__INSTRUCTIONS TO FOLLOW__. Leave out the pictures and copy everything else in the entries exactly.

━━ INFORMATION GIVEN ━━

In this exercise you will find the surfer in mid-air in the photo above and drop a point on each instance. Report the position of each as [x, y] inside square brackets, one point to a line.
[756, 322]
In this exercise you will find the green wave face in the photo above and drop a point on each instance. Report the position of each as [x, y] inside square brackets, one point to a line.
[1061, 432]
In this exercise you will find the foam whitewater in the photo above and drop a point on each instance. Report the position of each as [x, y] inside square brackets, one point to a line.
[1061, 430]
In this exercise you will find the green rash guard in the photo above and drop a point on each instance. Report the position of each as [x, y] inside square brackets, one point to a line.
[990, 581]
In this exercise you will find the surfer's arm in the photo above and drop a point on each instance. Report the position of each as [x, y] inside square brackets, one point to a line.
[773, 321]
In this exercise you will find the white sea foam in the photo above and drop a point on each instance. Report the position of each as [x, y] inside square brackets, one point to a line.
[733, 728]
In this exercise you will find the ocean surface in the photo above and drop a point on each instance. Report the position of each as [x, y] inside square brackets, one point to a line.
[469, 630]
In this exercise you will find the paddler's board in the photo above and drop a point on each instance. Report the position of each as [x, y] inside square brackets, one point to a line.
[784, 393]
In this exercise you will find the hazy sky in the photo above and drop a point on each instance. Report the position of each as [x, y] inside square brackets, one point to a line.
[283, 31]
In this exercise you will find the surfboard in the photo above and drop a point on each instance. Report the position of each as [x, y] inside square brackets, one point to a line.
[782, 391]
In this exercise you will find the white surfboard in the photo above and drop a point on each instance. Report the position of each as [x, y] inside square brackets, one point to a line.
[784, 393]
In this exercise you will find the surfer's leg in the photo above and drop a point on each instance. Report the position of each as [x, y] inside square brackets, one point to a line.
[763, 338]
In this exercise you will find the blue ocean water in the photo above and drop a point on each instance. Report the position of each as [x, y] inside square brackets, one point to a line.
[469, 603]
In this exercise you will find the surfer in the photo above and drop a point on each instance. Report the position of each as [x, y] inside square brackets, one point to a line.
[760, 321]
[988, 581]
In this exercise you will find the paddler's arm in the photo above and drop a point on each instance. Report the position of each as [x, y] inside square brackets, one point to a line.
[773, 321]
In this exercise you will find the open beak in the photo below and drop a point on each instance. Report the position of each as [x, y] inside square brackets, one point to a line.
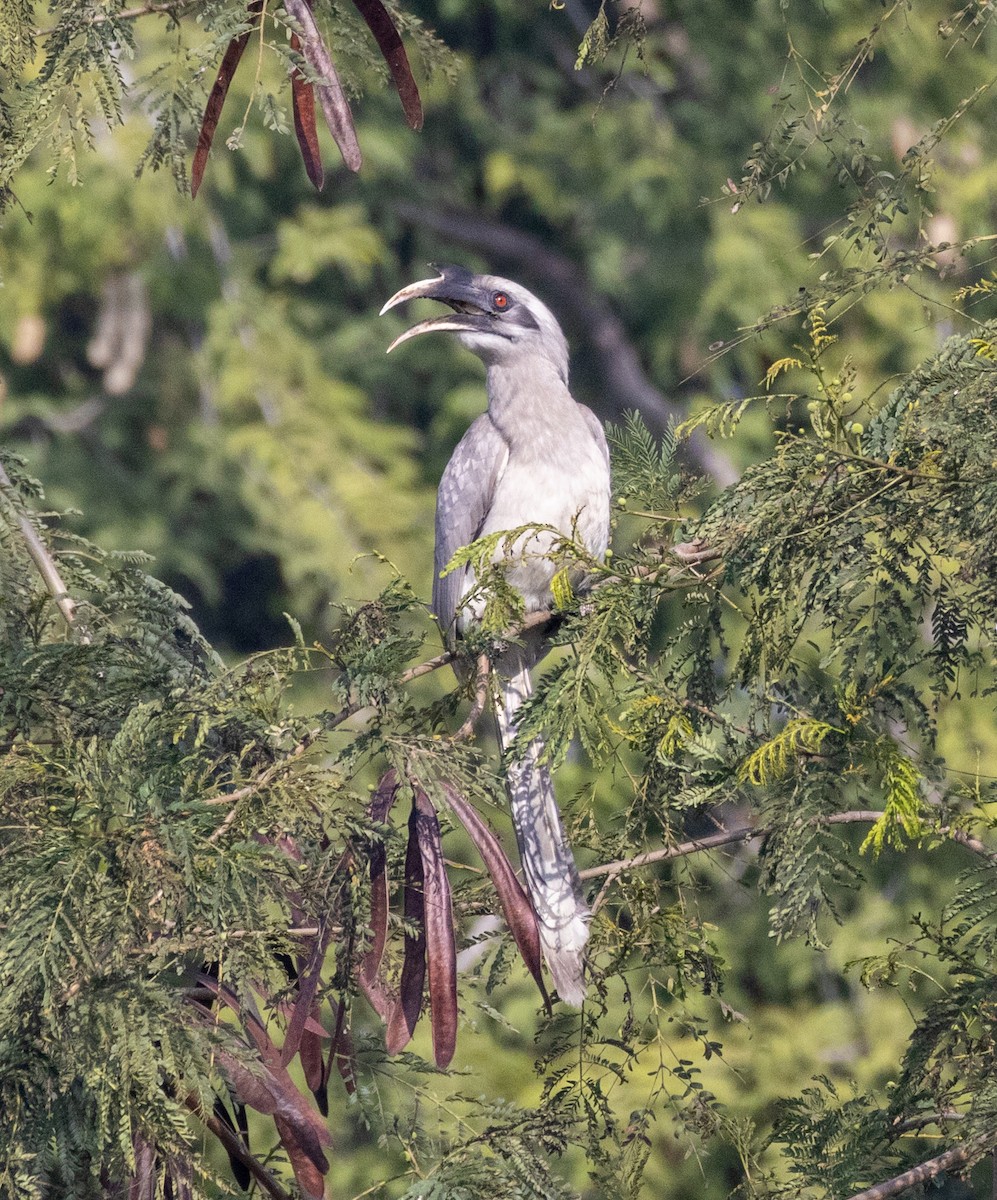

━━━

__ANSWER TO THIS TASK__.
In this exercise you will find the surfer in mid-air in the photo above and drop a point on each instance. Report the position of each as [x, y] inside square brackets, one point to a line.
[756, 322]
In this exercise you will find the green wave face in the photo above and drop a point on each instance. Report the position of each as [x, y] inside square brackets, one point to a line.
[1061, 432]
In this exercise you will find the foam whitewater in the photo above and drop a point on each instance. Report the position of each as [x, y] inside square brackets, one point to a line.
[1061, 430]
In this exercise you will find the green rash guard in the photo above and drop a point on each instance. Report the position of each as [x, y] inside square brackets, one point to a line.
[990, 581]
In this exercise you will find the surfer's arm in the photo above and drop a point on each instance. Report the position of each as [x, y] inside square brackets, one point to a line.
[773, 321]
In this exercise you will find the white sea foam in the photo above and drop a point on each instance. Report the position of each as [x, y] inside square brackets, one point to a line.
[733, 728]
In this exercise you will find the ocean surface in the photo above and drop a point on each instance. Report the position of each as [x, y] inside square brackets, one point to a line.
[469, 630]
In this exercise you will find the paddler's board in the photo above and drop a point on each instance. Report the position of each as [x, y] inside square brackets, one point to a line.
[784, 393]
In this exercise you will find the hazy sky in the photo above and drop a point on each instance. Report the position of each as [x, y] inside square brackets, one point to a line.
[283, 31]
In this exercise you will find the surfboard in the photo above and drop a point on each instance. Report the position of each as [x, y] inside square brackets, one point to a line.
[782, 391]
In this exercise you will find the white surfboard in the photo above and drop a point on each instance. Report the position of each as [x, y] inside square brackets, one point to a line.
[784, 393]
In this exercise you will find the surfer's leg in the photo above and drop a point on each instance. Report the position of each as [x, y] inside square brackets, one point to a line.
[763, 338]
In this exercise you will find the blue ocean water in the photo above and drop a point on each instance. Report the position of each as [x, y] inside square brackets, one point to a line.
[469, 603]
In this exercise you will find the surfer in the photo above and drop a point on each instance. Report the position of each as [x, y] inside square brackets, one point to a line.
[760, 321]
[988, 581]
In this exercise you will find the paddler's arm in the photo above and drop a point on each instance. Report the position of each as [x, y] inside square brackets, one point to a line.
[773, 321]
In this exercise you will find the open beak in the photo below and drop a point on each instance. Report the position of each as [x, y] inside square brackets, one point to a line.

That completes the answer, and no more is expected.